**TASK DESCRIPTION**:
Quote, exactly, the line holding "Target: axa logo" and all lines after it to the end of the records below. Exclude pictures.

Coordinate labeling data
>> Begin

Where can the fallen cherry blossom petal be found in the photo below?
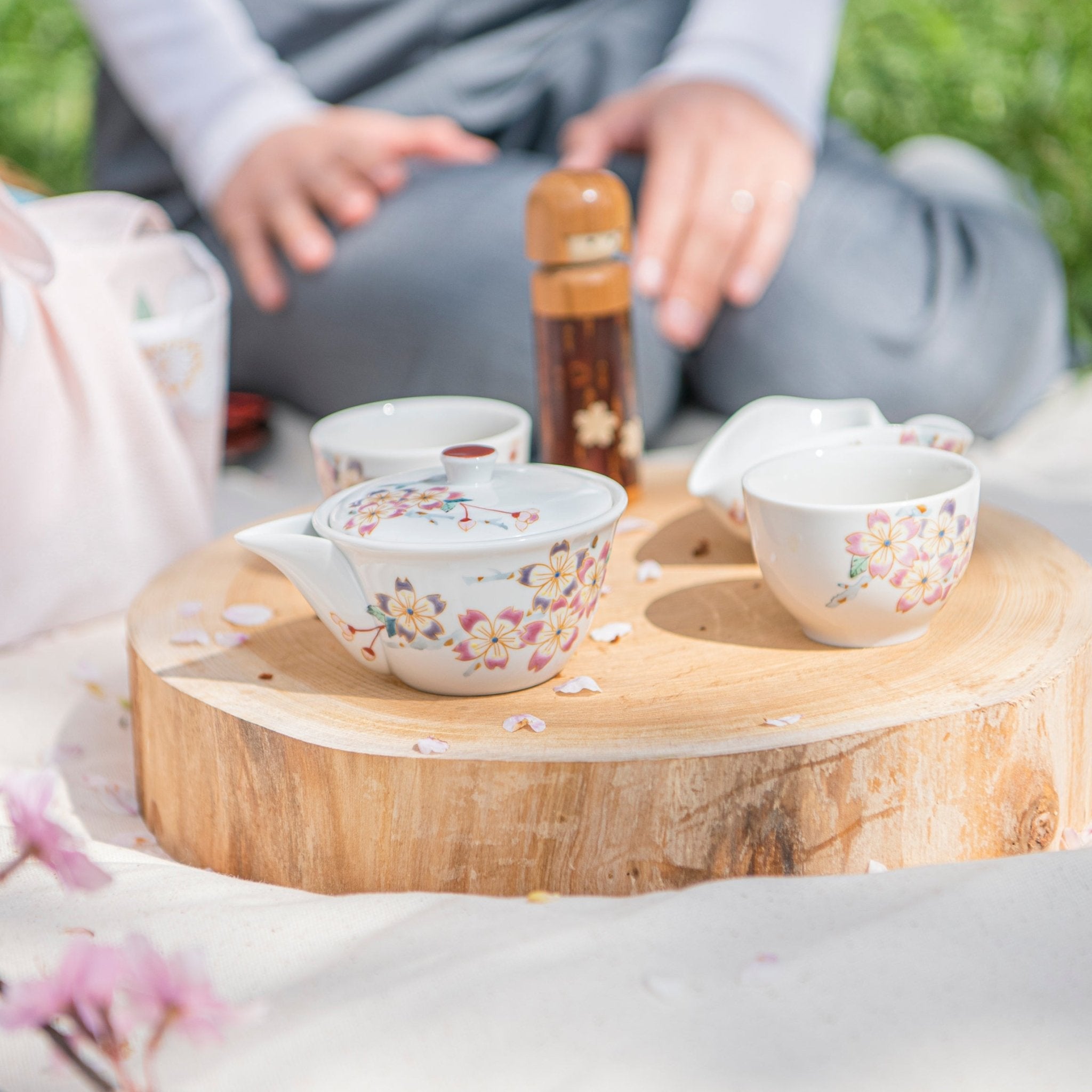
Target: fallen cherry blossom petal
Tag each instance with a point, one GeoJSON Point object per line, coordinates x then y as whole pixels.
{"type": "Point", "coordinates": [781, 722]}
{"type": "Point", "coordinates": [541, 897]}
{"type": "Point", "coordinates": [430, 746]}
{"type": "Point", "coordinates": [28, 794]}
{"type": "Point", "coordinates": [612, 631]}
{"type": "Point", "coordinates": [247, 614]}
{"type": "Point", "coordinates": [580, 683]}
{"type": "Point", "coordinates": [119, 799]}
{"type": "Point", "coordinates": [525, 721]}
{"type": "Point", "coordinates": [1076, 839]}
{"type": "Point", "coordinates": [667, 987]}
{"type": "Point", "coordinates": [90, 675]}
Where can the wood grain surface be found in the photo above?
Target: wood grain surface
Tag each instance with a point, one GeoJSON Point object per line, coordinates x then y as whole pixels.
{"type": "Point", "coordinates": [282, 760]}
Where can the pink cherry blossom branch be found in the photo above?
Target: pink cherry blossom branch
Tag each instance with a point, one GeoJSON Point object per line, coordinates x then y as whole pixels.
{"type": "Point", "coordinates": [63, 1044]}
{"type": "Point", "coordinates": [13, 866]}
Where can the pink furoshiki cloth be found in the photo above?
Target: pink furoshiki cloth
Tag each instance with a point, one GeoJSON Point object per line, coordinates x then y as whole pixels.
{"type": "Point", "coordinates": [113, 377]}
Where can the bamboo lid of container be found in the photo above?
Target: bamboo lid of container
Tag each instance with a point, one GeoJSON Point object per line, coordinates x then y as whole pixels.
{"type": "Point", "coordinates": [568, 207]}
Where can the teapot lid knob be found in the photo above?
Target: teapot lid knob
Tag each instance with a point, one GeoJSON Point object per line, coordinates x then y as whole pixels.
{"type": "Point", "coordinates": [469, 463]}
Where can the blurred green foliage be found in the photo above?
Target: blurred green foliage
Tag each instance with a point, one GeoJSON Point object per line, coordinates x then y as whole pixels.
{"type": "Point", "coordinates": [1014, 77]}
{"type": "Point", "coordinates": [1010, 76]}
{"type": "Point", "coordinates": [47, 71]}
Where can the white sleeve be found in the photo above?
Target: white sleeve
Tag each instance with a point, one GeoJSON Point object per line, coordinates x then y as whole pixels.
{"type": "Point", "coordinates": [201, 79]}
{"type": "Point", "coordinates": [780, 51]}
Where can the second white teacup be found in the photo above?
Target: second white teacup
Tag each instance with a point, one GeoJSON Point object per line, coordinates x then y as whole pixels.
{"type": "Point", "coordinates": [363, 443]}
{"type": "Point", "coordinates": [863, 545]}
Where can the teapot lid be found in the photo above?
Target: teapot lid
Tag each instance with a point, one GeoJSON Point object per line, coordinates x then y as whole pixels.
{"type": "Point", "coordinates": [469, 501]}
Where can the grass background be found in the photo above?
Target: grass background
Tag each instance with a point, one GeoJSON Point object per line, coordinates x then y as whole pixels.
{"type": "Point", "coordinates": [1010, 76]}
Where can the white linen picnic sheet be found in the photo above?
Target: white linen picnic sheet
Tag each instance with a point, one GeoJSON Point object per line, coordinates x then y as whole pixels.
{"type": "Point", "coordinates": [973, 976]}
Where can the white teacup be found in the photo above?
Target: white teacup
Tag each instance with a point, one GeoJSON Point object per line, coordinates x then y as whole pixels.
{"type": "Point", "coordinates": [863, 545]}
{"type": "Point", "coordinates": [363, 443]}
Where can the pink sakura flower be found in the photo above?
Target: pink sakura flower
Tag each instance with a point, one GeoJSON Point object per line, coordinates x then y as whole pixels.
{"type": "Point", "coordinates": [172, 992]}
{"type": "Point", "coordinates": [593, 573]}
{"type": "Point", "coordinates": [28, 794]}
{"type": "Point", "coordinates": [885, 544]}
{"type": "Point", "coordinates": [940, 535]}
{"type": "Point", "coordinates": [82, 989]}
{"type": "Point", "coordinates": [1076, 839]}
{"type": "Point", "coordinates": [556, 635]}
{"type": "Point", "coordinates": [491, 640]}
{"type": "Point", "coordinates": [923, 582]}
{"type": "Point", "coordinates": [367, 516]}
{"type": "Point", "coordinates": [413, 614]}
{"type": "Point", "coordinates": [554, 579]}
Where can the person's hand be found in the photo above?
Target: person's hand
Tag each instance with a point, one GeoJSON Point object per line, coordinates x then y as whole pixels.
{"type": "Point", "coordinates": [338, 165]}
{"type": "Point", "coordinates": [724, 176]}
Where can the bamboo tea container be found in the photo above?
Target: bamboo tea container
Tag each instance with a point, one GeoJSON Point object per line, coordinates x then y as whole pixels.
{"type": "Point", "coordinates": [578, 223]}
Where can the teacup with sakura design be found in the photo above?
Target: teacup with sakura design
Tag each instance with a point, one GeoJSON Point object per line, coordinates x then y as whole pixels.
{"type": "Point", "coordinates": [366, 441]}
{"type": "Point", "coordinates": [863, 547]}
{"type": "Point", "coordinates": [778, 424]}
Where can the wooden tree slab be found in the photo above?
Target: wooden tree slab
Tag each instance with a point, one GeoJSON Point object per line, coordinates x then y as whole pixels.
{"type": "Point", "coordinates": [281, 760]}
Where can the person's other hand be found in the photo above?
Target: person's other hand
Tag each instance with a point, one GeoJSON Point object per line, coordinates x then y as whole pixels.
{"type": "Point", "coordinates": [338, 165]}
{"type": "Point", "coordinates": [723, 180]}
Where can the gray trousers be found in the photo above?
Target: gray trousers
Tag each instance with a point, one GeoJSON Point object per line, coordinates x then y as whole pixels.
{"type": "Point", "coordinates": [921, 303]}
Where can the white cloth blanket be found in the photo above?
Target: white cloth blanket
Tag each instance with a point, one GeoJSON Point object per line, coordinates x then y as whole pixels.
{"type": "Point", "coordinates": [970, 976]}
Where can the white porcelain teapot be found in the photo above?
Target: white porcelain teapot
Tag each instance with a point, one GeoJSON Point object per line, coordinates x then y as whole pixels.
{"type": "Point", "coordinates": [473, 579]}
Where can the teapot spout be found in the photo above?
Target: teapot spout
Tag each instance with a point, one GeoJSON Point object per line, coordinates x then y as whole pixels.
{"type": "Point", "coordinates": [327, 579]}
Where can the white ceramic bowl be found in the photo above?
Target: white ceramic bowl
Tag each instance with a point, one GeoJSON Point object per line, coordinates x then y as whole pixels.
{"type": "Point", "coordinates": [778, 424]}
{"type": "Point", "coordinates": [863, 545]}
{"type": "Point", "coordinates": [471, 579]}
{"type": "Point", "coordinates": [363, 443]}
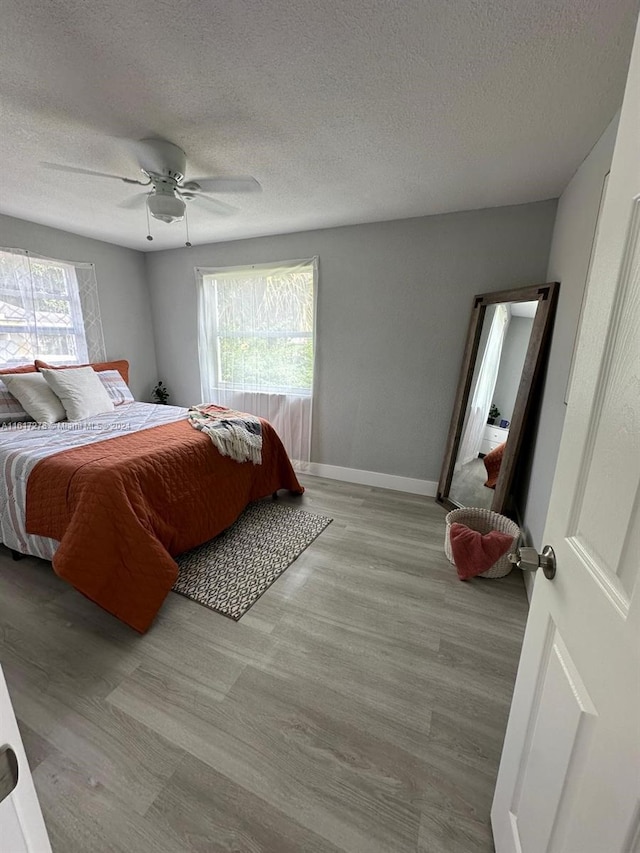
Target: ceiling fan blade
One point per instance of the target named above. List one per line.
(220, 207)
(134, 202)
(61, 168)
(237, 184)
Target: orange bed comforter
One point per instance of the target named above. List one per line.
(123, 508)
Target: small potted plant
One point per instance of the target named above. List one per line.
(494, 414)
(160, 394)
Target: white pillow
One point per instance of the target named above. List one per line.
(116, 387)
(37, 398)
(80, 390)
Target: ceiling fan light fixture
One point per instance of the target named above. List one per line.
(166, 207)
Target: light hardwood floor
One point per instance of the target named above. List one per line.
(360, 705)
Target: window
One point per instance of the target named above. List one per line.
(256, 344)
(49, 310)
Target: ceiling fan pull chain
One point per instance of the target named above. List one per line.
(149, 237)
(186, 225)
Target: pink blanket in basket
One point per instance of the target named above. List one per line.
(473, 552)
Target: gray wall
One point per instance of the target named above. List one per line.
(122, 290)
(512, 357)
(568, 263)
(394, 302)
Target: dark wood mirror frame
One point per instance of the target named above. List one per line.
(546, 295)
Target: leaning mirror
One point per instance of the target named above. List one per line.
(502, 361)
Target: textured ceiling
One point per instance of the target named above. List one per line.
(346, 111)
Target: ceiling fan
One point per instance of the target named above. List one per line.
(164, 166)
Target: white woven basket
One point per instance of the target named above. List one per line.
(483, 520)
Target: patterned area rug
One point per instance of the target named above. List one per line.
(230, 573)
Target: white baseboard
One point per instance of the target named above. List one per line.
(428, 488)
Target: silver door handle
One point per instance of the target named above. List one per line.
(529, 560)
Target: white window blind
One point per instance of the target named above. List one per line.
(256, 344)
(49, 310)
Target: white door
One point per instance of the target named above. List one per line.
(22, 828)
(569, 778)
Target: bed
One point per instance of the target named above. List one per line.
(111, 501)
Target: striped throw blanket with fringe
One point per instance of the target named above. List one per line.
(235, 434)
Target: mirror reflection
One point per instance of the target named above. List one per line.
(509, 331)
(502, 350)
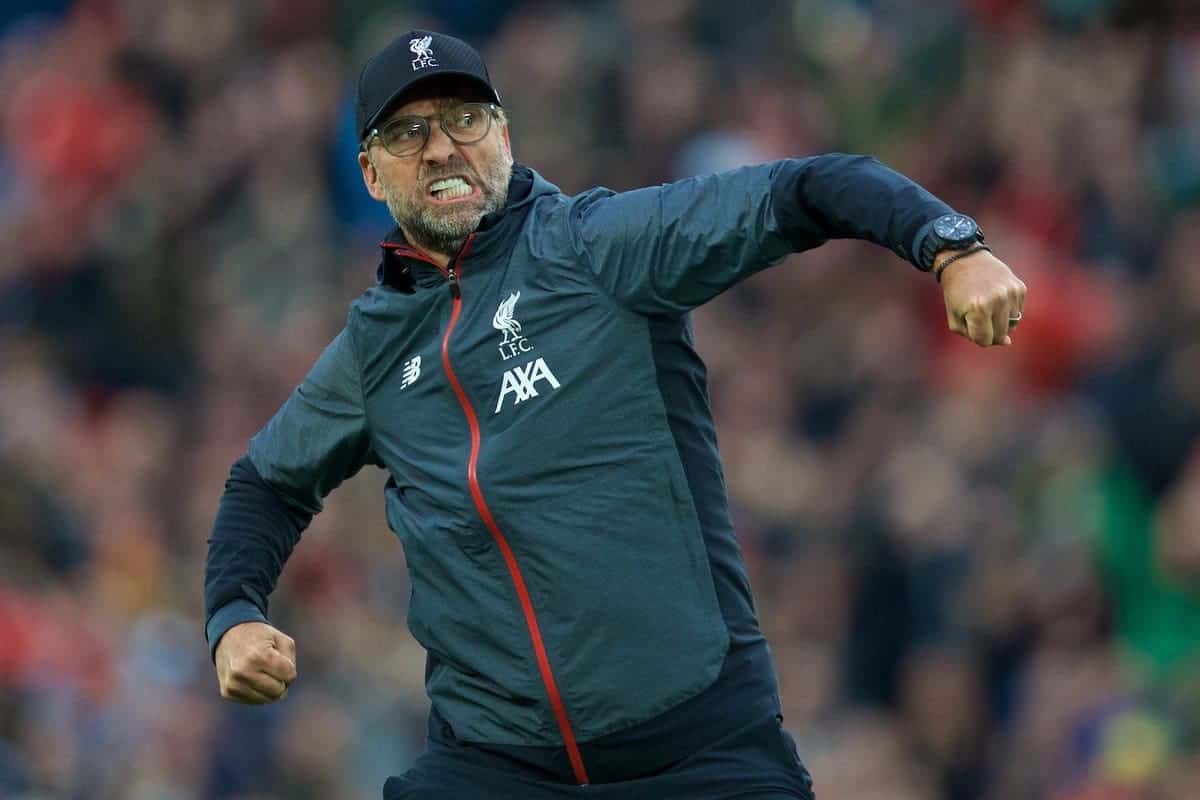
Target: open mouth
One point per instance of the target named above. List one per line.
(449, 190)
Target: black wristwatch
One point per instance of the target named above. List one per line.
(948, 232)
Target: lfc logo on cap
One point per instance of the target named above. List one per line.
(424, 56)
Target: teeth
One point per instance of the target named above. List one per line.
(449, 188)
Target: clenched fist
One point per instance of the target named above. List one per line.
(256, 663)
(983, 298)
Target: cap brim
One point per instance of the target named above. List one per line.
(405, 94)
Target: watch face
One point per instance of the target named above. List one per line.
(955, 227)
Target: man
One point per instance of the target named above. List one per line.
(525, 373)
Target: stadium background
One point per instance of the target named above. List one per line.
(979, 569)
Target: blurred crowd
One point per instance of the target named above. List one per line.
(979, 570)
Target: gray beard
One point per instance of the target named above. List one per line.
(435, 230)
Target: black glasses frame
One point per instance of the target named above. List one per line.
(486, 109)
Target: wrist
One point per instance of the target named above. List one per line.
(947, 257)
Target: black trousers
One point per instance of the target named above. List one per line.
(757, 762)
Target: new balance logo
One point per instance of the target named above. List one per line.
(522, 382)
(412, 371)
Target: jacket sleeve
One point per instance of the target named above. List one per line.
(672, 247)
(313, 443)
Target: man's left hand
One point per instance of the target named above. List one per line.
(983, 298)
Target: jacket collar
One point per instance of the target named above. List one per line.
(406, 269)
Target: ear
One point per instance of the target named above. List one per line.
(508, 142)
(371, 176)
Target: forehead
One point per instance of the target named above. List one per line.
(425, 107)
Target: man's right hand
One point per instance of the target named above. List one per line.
(256, 663)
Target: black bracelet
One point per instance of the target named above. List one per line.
(969, 251)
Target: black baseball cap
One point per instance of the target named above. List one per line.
(415, 58)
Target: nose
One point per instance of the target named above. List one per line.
(439, 149)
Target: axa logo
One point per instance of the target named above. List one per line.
(511, 341)
(420, 48)
(522, 383)
(411, 372)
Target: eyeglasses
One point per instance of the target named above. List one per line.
(406, 136)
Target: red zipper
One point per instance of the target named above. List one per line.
(502, 542)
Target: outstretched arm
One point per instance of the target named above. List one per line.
(669, 248)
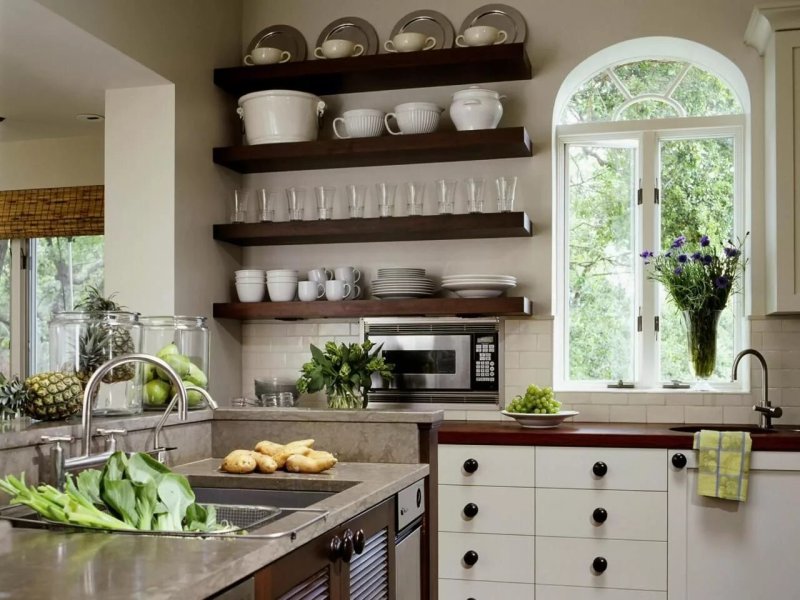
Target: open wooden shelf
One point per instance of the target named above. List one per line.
(465, 307)
(441, 146)
(393, 229)
(453, 66)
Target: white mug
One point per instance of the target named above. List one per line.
(409, 41)
(308, 291)
(320, 275)
(336, 289)
(267, 56)
(481, 35)
(338, 49)
(361, 122)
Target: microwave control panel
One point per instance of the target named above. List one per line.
(485, 361)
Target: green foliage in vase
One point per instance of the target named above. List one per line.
(344, 371)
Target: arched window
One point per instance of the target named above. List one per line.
(649, 137)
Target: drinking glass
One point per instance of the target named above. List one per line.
(325, 196)
(355, 200)
(238, 206)
(385, 193)
(445, 193)
(506, 190)
(416, 197)
(295, 199)
(474, 194)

>> End

**OUTPUT OF THE TASK**:
Target: axa logo
One point per instance of the target named above. List one per line.
(511, 341)
(420, 48)
(522, 383)
(411, 372)
Target: eyeglasses
One point per instance of the target named above. List one per line.
(406, 136)
Target: red zipper
One point per instance of the target named above. List one per line.
(502, 542)
Target: outstretched arm
One point per instance of the target named above. List one per line.
(669, 248)
Target: open wooden shelf
One point per instance of the target named above. List one per line.
(465, 307)
(441, 146)
(393, 229)
(453, 66)
Target: white mug
One point per instance of the target named above. List one per line.
(409, 41)
(308, 291)
(320, 275)
(336, 289)
(267, 56)
(481, 35)
(338, 49)
(361, 122)
Target: microwave control panel
One point per instance of the target named above. List one per line.
(485, 361)
Target: green foliage in vase
One point per instance of the target named above. List one per line.
(344, 371)
Target: arched window
One point per instance of the target named above. List one per line.
(649, 137)
Target: drinking glass
One point per instance of the target named above. List one per line.
(325, 196)
(355, 200)
(238, 206)
(385, 193)
(445, 193)
(506, 190)
(416, 197)
(295, 199)
(474, 194)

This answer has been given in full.